→ **Your objective**: Retype the stretch from "While this year’s" through "not been announced." in the text on party tax policies in the 2019 election, keeping every character unchanged.

→ **Passage to read**:
>>>

While this year’s party slogans may sound eerily similar to 2015 (‘Ready For Change’… ‘Real Change Now’… anybody?!), their policies are anything but, especially when it comes to taxes. Tax policies have been a main battleground for gaining voter support during the 2019 election – Keep reading to find out how each party will try and win your vote through their tax policies.

Liberals:
Trudeau has pledged to raise the basic personal income tax deduction to $15,000 for those earning under $147,000. They’ll make parental benefits, like maternity leave, tax-free.

In terms of generating tax revenue, the Liberals intend to tax luxury cars, boats, and planes. While they, like the Conservatives, NDP, and Greens, have promised to tax tech giants, an exact tech tax rate has not been announced.

Reminder: In 2015, the Liberals promised to decrease taxes for the middle class and increase taxes on the wealthiest Canadians. They delivered by adding an upper tax bracket for people making more than $200,000 a year and dropping the tax rate on earnings between $45,282 and $90,563.

Conservatives:
With a focus on “helping Canadians get ahead”, Scheer’s platform is centred around tax cuts for the middle class. First, they’ll axe the carbon tax and remove GST from home heating bills. And for people making under $47,630, they’ll cut the tax rate from 15% to 13.75%. They’ll go back to Harper’s income splitting policy, wherein partners can divide their income to lower their household’s tax rate.

<<<

Stored data entries:
>>>

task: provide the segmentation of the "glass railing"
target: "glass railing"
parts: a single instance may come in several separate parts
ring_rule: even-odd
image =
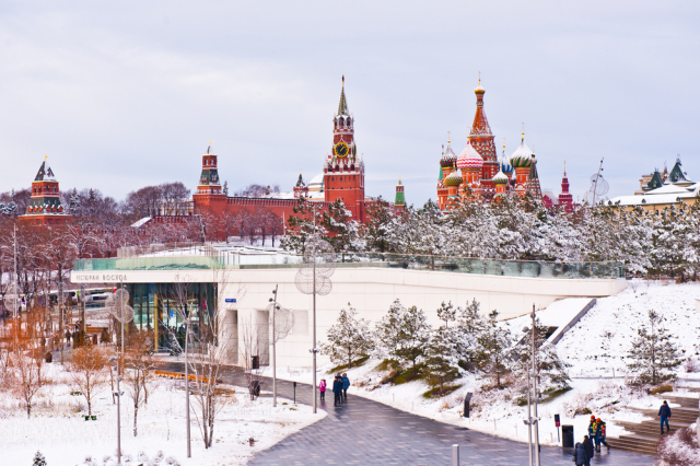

<<<

→ **Completed task**:
While this year’s party slogans may sound eerily similar to 2015 (‘Ready For Change’… ‘Real Change Now’… anybody?!), their policies are anything but, especially when it comes to taxes. Tax policies have been a main battleground for gaining voter support during the 2019 election – Keep reading to find out how each party will try and win your vote through their tax policies.

Liberals:
Trudeau has pledged to raise the basic personal income tax deduction to $15,000 for those earning under $147,000. They’ll make parental benefits, like maternity leave, tax-free.

In terms of generating tax revenue, the Liberals intend to tax luxury cars, boats, and planes. While they, like the Conservatives, NDP, and Greens, have promised to tax tech giants, an exact tech tax rate has not been announced.